▶ _Stored items from a collection_:
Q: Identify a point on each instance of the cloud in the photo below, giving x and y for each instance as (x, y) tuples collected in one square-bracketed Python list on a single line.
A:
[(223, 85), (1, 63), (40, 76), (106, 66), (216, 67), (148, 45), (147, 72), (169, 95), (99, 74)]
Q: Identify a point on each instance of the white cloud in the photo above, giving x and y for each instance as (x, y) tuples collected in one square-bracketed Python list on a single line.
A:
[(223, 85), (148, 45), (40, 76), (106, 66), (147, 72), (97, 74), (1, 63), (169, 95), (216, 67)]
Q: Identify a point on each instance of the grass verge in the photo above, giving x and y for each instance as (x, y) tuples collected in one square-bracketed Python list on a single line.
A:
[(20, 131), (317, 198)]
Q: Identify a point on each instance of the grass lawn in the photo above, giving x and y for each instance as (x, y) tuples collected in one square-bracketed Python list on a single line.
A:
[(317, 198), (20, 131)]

▶ _Task goal_:
Respond with a single number, namely how many lines of the entries contain the word "grass".

▶ _Response to this exercise_:
2